**Task prompt**
Your answer must be the records, copied with no change.

################

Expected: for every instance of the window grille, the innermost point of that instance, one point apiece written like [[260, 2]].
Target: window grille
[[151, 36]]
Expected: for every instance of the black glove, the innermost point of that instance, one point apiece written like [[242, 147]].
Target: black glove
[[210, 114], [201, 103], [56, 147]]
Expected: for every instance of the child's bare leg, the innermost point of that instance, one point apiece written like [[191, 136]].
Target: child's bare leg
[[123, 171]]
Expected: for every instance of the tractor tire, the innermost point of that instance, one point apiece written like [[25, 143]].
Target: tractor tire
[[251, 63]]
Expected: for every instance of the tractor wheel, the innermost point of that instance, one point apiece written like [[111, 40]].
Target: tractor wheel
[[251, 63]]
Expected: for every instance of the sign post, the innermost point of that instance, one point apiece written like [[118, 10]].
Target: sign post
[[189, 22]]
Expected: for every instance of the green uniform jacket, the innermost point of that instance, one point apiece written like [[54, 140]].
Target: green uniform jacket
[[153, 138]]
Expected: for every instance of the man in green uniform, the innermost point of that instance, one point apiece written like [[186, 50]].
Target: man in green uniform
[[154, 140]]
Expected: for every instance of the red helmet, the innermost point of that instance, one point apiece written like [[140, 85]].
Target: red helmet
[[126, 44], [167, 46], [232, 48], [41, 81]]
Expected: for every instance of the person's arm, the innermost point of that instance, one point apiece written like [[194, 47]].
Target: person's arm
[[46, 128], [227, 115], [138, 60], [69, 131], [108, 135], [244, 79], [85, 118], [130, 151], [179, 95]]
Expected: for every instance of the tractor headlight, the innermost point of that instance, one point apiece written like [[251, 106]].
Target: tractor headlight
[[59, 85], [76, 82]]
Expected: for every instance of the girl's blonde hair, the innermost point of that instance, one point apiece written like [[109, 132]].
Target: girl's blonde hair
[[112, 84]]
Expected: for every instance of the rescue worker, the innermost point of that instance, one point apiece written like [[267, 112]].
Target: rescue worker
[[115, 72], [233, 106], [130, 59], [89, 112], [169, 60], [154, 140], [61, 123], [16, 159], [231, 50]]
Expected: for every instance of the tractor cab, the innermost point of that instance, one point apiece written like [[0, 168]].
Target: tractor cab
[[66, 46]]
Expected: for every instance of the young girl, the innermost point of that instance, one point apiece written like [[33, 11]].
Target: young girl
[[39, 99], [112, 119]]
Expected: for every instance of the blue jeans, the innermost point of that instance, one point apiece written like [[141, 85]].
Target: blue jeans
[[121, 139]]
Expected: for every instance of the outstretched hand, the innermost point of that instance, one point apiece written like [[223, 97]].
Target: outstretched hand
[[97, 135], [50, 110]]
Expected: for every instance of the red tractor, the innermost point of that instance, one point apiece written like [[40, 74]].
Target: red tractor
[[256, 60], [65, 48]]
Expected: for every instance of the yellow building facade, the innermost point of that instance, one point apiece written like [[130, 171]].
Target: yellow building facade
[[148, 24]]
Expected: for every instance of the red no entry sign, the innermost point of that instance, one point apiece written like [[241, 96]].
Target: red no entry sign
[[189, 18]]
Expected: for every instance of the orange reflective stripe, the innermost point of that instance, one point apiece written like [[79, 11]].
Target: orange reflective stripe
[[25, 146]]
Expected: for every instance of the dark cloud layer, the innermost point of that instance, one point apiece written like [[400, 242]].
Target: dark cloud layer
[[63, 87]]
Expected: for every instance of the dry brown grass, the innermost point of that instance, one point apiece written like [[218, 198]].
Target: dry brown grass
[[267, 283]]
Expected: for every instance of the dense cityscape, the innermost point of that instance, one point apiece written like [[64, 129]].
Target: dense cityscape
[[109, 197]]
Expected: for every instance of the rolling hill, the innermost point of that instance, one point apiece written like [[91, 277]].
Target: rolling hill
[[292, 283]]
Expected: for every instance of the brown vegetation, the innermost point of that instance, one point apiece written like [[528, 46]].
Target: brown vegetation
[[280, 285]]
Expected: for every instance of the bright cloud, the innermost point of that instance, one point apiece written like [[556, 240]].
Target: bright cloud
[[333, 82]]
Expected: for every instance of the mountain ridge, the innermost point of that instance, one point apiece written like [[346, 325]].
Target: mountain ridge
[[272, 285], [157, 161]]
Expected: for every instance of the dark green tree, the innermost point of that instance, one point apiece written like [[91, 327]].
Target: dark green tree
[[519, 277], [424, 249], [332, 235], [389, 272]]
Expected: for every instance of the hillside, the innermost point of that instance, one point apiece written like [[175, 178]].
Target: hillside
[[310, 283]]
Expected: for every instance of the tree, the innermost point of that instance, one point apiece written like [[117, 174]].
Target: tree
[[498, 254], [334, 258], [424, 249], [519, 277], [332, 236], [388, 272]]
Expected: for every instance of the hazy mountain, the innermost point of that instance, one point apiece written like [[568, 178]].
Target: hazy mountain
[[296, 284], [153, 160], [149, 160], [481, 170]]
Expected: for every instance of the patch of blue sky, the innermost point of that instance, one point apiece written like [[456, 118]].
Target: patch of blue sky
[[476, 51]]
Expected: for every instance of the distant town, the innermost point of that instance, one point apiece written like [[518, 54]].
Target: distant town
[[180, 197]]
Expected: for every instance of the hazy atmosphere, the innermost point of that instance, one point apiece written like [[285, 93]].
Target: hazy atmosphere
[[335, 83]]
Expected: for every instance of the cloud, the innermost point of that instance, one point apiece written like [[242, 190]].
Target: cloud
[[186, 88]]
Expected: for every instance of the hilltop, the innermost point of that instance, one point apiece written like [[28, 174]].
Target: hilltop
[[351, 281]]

################

**Answer**
Expected: for every instance of the window grille, the innermost point of that instance, one point apiece written like [[260, 2]].
Target: window grille
[[151, 36]]
Expected: for every instance of the black glove, the innermost point of that instance, one point apiece written like [[242, 147]].
Target: black glove
[[210, 114], [201, 103], [56, 147]]
Expected: for every instance of the child's bare leg, the innermost point of that instance, one point apiece written like [[191, 136]].
Target: child's bare leg
[[123, 171]]
Expected: for every instance of the tractor tire, the innermost point of that instance, one point apiece written like [[25, 143]].
Target: tractor tire
[[251, 63]]
Expected: for every instance of the tractor wheel, the innermost point of that instance, one point apiece written like [[111, 40]].
Target: tractor wheel
[[251, 63]]
Expected: for every instance of the sign post, the innermost point of that instance, one point apiece written like [[118, 10]].
Target: sign post
[[189, 22]]
Expected: for every instance of the green uniform jacket, the innermost point of that instance, one point apiece written like [[54, 140]].
Target: green uniform jacket
[[153, 138]]
Expected: for every instance of the man in green uniform, the innermost point of that instance, one point apiece written like [[186, 50]].
Target: man in green uniform
[[154, 140]]
Expected: for every instance of the red helmet, the innermost point of that instance, one point apiece written like [[140, 85]].
Target: red helmet
[[126, 44], [167, 46], [232, 48], [41, 81]]
Expected: for every instance of the person's arm, the innermost point of that instance, one point apiece written like [[194, 47]].
Target: person's arm
[[46, 128], [227, 115], [138, 60], [69, 131], [108, 135], [244, 79], [85, 118], [130, 151], [179, 95]]
Expected: for every instance of the tractor headlight, the innermost point of that instance, one point apiece written like [[251, 106]].
Target: tractor headlight
[[59, 85], [76, 82]]
Expected: for every instance of the girl's blonde hair, the innermost point of that instance, one point apiece written like [[109, 132]].
Target: girl's blonde hair
[[112, 84]]
Expected: for every instance of the rescue worker, the innermost point of that instance, one point apiece written like [[267, 112]].
Target: rescue worker
[[115, 72], [233, 106], [130, 59], [89, 112], [169, 60], [154, 140], [61, 123], [16, 159], [231, 50]]
Expected: for every instance of the tractor cab, the innermost point of that instance, one point apiece written like [[0, 168]].
Target: tractor cab
[[66, 46]]
Expected: for every instance of the young girl, the innermost point of that instance, one point apiece written like [[33, 11]].
Target: young girl
[[39, 99], [112, 119]]
Expected: for every instance of the blue jeans, the innermost point of that instance, one point apiece written like [[141, 85]].
Target: blue jeans
[[121, 139]]
Expected: for every instance of the outstretched hand, the innermost point of that instance, one point apiece written like [[223, 97]].
Target: outstretched hand
[[97, 135], [50, 110]]
Expected: for every instance of the red tractor, the innermost point of that instance, one point apiece written like [[40, 74]].
Target: red tractor
[[256, 60], [65, 48]]
Expected: for every instance of the yellow building facade, the innermost point of that instance, one point apiece written like [[130, 171]].
Target: yellow building facade
[[148, 24]]
Expected: for every instance of the red no entry sign, the innermost point of that instance, one point apiece written like [[241, 96]].
Target: red no entry sign
[[189, 18]]
Expected: for every instance of the orange reflective stripe, the innermost point of that instance, one point apiece written like [[79, 11]].
Target: orange reflective stripe
[[25, 146]]
Expected: for every instance of the dark cloud layer, the innermost point of that instance, one point apiece written like [[400, 242]].
Target: dark cloud layer
[[63, 87]]
Expected: for every instance of the dry brown grass, the innermost point of that instance, one point apiece written like [[218, 198]].
Target: dry brown grass
[[267, 283]]
Expected: for every instance of the dense cityscape, the innermost point of that instance, one point apiece written like [[64, 129]].
Target: dense cityscape
[[109, 197]]
Expected: for every instance of the rolling hill, the innermost point of that instance, one point apiece written like [[91, 277]].
Target: rolling hill
[[292, 283]]
Expected: for every instance of the brown vegetation, the innermost point of that instance, one point apiece written like [[528, 46]].
Target: brown vegetation
[[280, 285]]
Expected: for every instance of the bright cloud, the innermost point of that instance, one point apiece written like [[556, 240]].
Target: bright cloud
[[333, 82]]
Expected: for every instance of the mountain ridge, the innermost point of that instance, one point apiece written like [[346, 325]].
Target: mountain ridge
[[272, 285], [157, 161]]
Expected: for every instance of the dark green tree, the innermost point of that instance, one point apiece written like [[91, 327]].
Target: dark green tree
[[519, 277], [424, 249], [332, 235], [389, 272]]
Expected: for every instance of the hillside, the innermost point of that instance, one point apiece written like [[175, 178]].
Target: hillside
[[310, 283]]
Expected: for every instance of the tree, the innermost point of that instance, one point apiece written like [[117, 174]].
Target: tree
[[498, 254], [334, 258], [424, 249], [519, 277], [332, 236], [388, 272]]
Expected: for every instance of the hazy mountain, the innermost point of that instance, one point apiece written like [[568, 178]].
Target: hazy mountain
[[296, 284], [153, 160], [149, 160], [481, 170]]
Expected: for every instance of the patch of blue sky, the innermost point of that instance, one point apiece written like [[456, 118]].
Target: patch of blue sky
[[476, 51]]
Expected: for every instance of the distant town, the innermost point of that instance, one point apiece written like [[518, 54]].
Target: distant town
[[180, 197]]
Expected: for every instance of the hazy atmosphere, the innermost point of that instance, one point apiece written like [[285, 93]].
Target: hazy atmosphere
[[335, 83]]
Expected: for every instance of the cloud, the innermost point of that instance, one point apiece written like [[242, 190]].
Target: cloud
[[186, 88]]
Expected: for every instance of the hilltop, the innermost point of that instance, one point apiece written like [[28, 174]].
Target: hilltop
[[351, 281]]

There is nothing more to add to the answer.